* **AIM**
Swap "eyeglasses" for "spectacles" and reproduce the rows from the line containing "Mark the dark navy" through the end of the rows, inclusive, leaving all else unchanged. Omit the pictures from your answer.

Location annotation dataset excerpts
━━━━━━━━

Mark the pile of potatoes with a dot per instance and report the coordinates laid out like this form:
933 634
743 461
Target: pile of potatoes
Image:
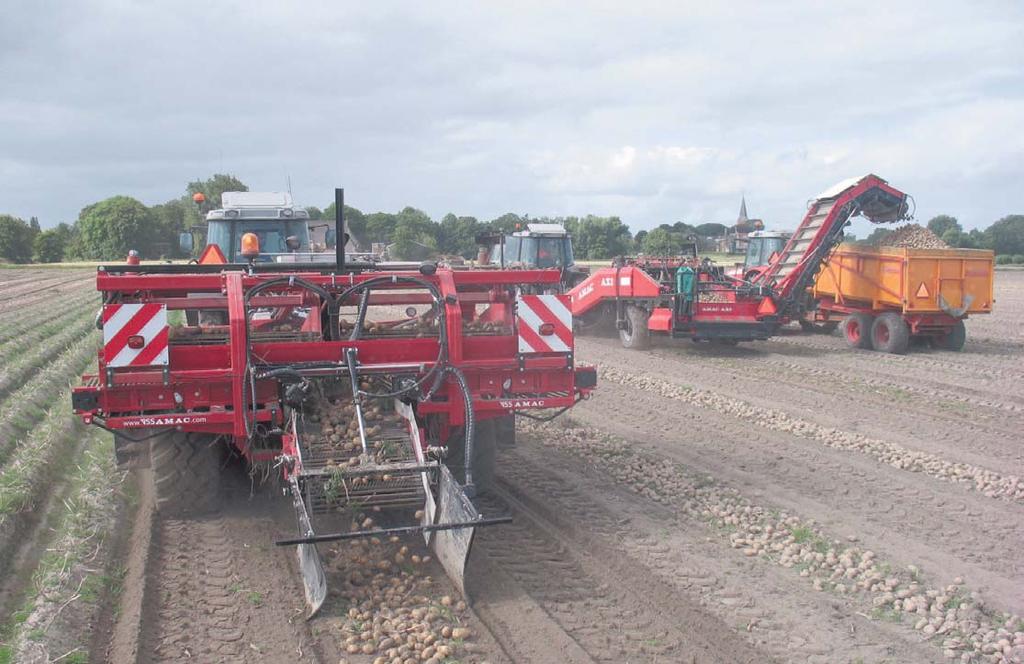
477 327
970 630
393 613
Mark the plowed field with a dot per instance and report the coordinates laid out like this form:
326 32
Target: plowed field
792 500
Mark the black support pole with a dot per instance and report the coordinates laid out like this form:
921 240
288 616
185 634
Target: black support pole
339 227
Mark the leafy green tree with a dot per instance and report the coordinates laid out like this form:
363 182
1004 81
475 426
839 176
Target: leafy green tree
457 235
170 219
663 242
107 231
942 223
1007 235
213 187
380 226
595 237
15 239
355 222
509 222
711 230
412 241
49 245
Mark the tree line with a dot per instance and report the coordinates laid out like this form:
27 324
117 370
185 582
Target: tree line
109 229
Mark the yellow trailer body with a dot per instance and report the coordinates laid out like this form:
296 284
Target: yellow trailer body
954 282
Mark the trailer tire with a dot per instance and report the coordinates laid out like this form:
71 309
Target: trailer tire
635 335
857 330
484 452
953 339
890 333
185 473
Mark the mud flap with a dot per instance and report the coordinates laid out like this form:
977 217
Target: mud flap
452 546
310 566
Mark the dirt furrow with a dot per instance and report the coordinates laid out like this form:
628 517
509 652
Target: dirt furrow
853 406
891 509
989 483
679 556
612 613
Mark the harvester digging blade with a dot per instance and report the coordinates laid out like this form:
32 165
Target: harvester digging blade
310 566
452 546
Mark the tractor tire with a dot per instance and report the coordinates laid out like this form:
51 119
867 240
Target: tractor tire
857 330
484 452
890 333
635 336
953 339
185 473
505 431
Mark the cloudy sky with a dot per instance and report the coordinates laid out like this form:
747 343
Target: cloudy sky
654 112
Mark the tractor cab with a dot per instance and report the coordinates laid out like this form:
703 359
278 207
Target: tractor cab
762 245
281 227
541 246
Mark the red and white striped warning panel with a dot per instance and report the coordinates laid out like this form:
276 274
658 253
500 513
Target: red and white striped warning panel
545 324
135 335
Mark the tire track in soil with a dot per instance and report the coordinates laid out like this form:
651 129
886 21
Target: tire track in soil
217 589
875 415
975 364
605 612
912 517
992 484
762 605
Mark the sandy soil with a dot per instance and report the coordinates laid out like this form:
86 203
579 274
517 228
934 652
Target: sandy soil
647 521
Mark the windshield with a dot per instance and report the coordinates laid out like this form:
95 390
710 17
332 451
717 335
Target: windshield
271 234
759 250
546 252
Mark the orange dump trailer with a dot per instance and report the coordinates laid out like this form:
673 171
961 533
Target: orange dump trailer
886 296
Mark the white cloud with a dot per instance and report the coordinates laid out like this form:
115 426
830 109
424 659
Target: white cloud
652 111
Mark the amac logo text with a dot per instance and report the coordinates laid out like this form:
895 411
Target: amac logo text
167 420
523 403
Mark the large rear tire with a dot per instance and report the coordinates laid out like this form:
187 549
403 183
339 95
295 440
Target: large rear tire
953 339
890 333
636 335
484 452
857 330
185 473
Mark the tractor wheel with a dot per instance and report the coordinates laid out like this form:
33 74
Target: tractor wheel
505 431
953 339
890 333
484 444
635 335
857 330
185 472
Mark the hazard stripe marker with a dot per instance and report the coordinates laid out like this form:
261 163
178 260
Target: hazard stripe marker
121 322
534 312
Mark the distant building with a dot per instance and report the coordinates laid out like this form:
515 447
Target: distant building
736 237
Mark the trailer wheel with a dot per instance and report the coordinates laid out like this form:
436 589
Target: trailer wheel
890 333
484 444
185 472
953 339
635 335
505 431
857 330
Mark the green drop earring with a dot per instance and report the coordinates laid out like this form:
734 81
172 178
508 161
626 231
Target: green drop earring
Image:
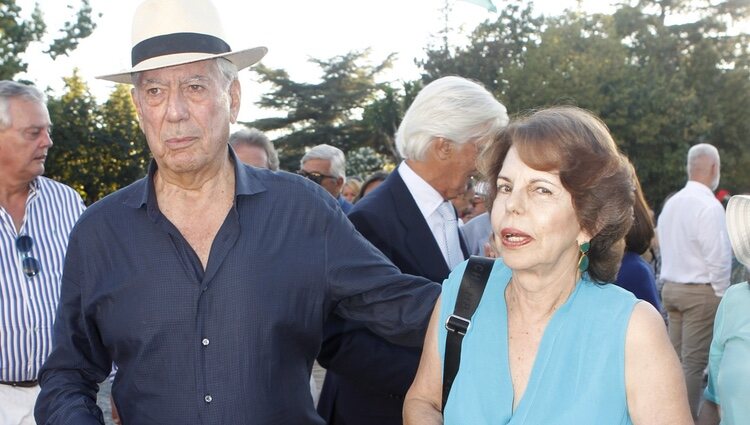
583 262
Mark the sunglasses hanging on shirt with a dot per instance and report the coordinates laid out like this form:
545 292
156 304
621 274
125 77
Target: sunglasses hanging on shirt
31 266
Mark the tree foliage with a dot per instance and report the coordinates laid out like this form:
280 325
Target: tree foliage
17 34
663 74
327 112
97 148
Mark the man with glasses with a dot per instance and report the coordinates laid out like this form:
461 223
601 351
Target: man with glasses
326 166
36 217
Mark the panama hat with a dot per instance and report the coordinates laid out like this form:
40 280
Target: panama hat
176 32
738 226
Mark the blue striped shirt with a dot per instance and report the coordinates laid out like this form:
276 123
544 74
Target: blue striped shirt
28 304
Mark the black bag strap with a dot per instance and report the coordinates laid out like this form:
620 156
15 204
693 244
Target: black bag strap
469 294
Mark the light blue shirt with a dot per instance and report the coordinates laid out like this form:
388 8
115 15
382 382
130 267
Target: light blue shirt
28 304
729 359
578 376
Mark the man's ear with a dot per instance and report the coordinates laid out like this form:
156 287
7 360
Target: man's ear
134 98
235 95
443 147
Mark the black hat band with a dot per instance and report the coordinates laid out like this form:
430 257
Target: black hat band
181 42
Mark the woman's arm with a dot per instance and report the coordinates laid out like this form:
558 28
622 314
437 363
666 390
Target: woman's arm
423 403
653 377
709 414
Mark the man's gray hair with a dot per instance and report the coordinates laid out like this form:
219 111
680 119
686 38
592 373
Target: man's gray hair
10 90
330 153
255 137
697 155
454 108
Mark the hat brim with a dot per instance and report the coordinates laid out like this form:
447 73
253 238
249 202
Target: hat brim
241 59
738 227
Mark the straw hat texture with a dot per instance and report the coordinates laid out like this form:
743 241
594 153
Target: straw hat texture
175 32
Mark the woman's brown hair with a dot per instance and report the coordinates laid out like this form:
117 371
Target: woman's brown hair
577 144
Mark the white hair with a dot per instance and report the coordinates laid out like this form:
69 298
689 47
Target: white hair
328 153
454 108
10 90
700 159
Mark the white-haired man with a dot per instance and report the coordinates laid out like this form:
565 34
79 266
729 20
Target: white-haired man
36 217
411 220
207 282
326 166
696 263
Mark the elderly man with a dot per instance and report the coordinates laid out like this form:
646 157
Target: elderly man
36 217
207 282
696 264
411 220
326 166
254 148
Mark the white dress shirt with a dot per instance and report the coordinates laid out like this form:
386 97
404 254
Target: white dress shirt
428 200
693 239
28 304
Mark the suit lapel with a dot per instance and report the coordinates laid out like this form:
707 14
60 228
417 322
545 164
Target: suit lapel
419 239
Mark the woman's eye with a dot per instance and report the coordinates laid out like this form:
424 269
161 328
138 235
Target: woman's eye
504 188
543 191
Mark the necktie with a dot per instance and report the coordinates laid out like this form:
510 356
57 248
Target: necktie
450 244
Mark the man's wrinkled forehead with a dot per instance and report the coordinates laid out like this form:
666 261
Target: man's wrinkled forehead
199 72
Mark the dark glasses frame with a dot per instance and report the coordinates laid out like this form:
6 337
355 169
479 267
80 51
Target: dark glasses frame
315 176
31 266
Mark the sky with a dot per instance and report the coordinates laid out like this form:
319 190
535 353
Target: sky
293 30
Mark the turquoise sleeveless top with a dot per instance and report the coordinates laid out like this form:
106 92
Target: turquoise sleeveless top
578 375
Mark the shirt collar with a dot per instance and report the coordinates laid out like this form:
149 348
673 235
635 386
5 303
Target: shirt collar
427 198
694 185
247 182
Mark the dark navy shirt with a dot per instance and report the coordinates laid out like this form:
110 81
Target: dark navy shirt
233 344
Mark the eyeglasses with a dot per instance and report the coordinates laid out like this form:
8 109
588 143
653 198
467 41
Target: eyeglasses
314 175
30 264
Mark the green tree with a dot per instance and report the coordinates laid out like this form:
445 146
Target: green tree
363 161
660 87
382 117
98 148
326 112
16 34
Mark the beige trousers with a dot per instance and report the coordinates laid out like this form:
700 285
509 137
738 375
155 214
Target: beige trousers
690 313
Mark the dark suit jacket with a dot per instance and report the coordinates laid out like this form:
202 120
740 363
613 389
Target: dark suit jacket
367 376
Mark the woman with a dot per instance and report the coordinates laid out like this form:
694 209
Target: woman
550 343
635 274
728 392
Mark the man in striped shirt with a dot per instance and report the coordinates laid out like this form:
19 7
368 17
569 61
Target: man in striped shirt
36 217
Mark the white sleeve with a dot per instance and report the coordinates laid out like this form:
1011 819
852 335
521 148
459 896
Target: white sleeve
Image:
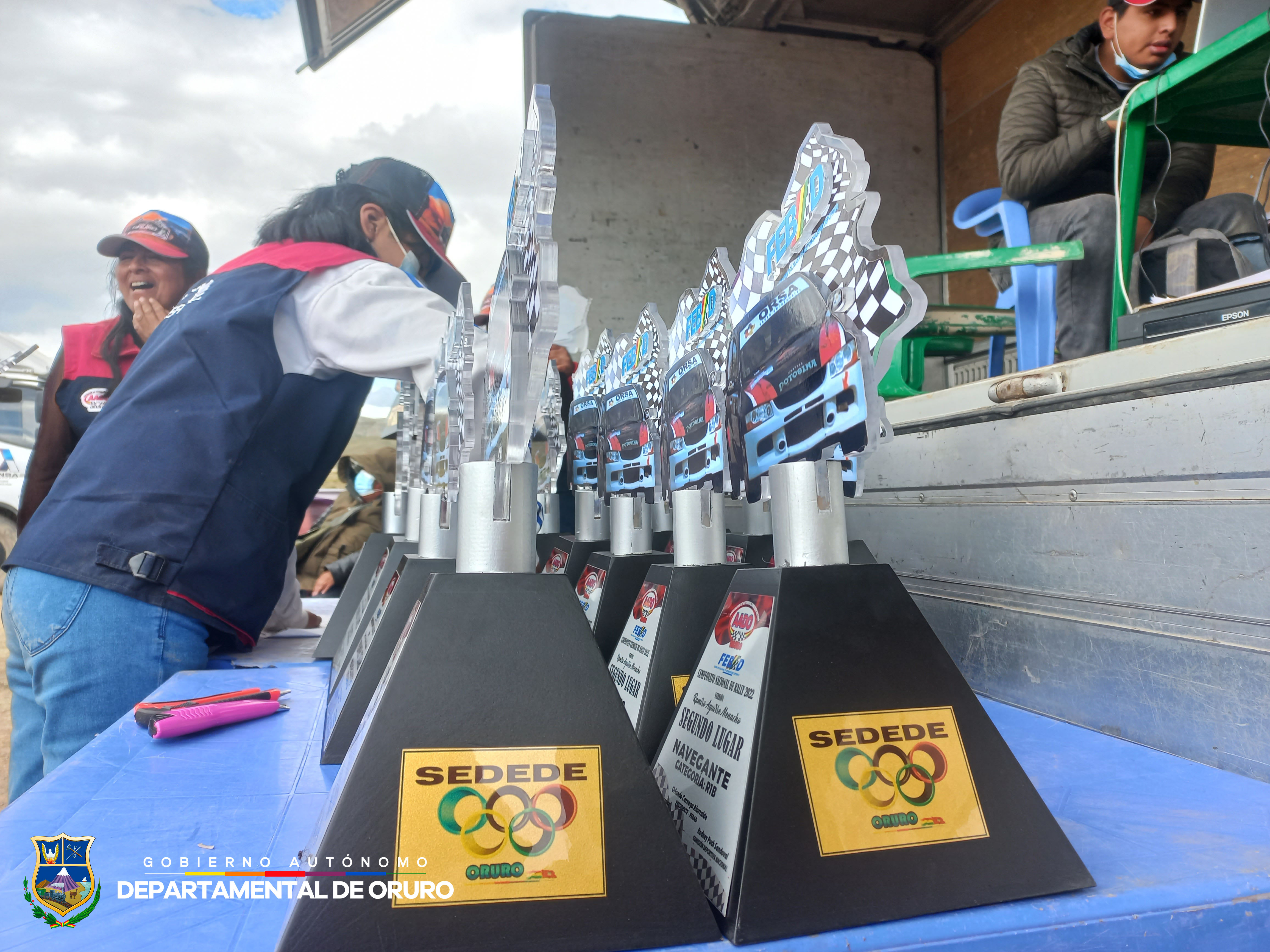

━━━━━━━━

* **EXPECTED ANSWER**
Mark the dark navy shirt with a dot per instance and report the coordinates laid out like this form:
110 81
Target: dark navy shirt
233 344
Mark the spectacles with a dot per instance and report the coordinates laid out like this form:
8 109
588 143
653 198
467 41
Target: spectacles
314 175
30 264
Mark the green tree with a dot per instance and report the coordinates laid out like this form:
445 146
Target: green tree
363 161
660 87
382 117
98 148
326 112
16 34
Mark the beige trousers with a dot per instance and report the coordinates laid out like this form:
700 285
509 137
738 375
155 214
Target: beige trousers
690 313
Mark the dark suit jacket with a dot per instance and report the coordinates laid out like this form:
202 120
740 363
613 389
Target: dark suit jacket
367 376
Mark the woman with a dot per instance and report the coordinates laid out like this form:
694 209
Target: woman
550 343
635 274
728 392
Mark the man in striped shirt with a dot per instance and report the coordinates laid out like this form:
19 7
368 17
569 61
Target: man in striped shirt
36 217
Mark the white sleeve with a dot per instance and report the coordinates laid out like this form:
1011 819
852 335
521 148
459 896
Target: white sleeve
Image:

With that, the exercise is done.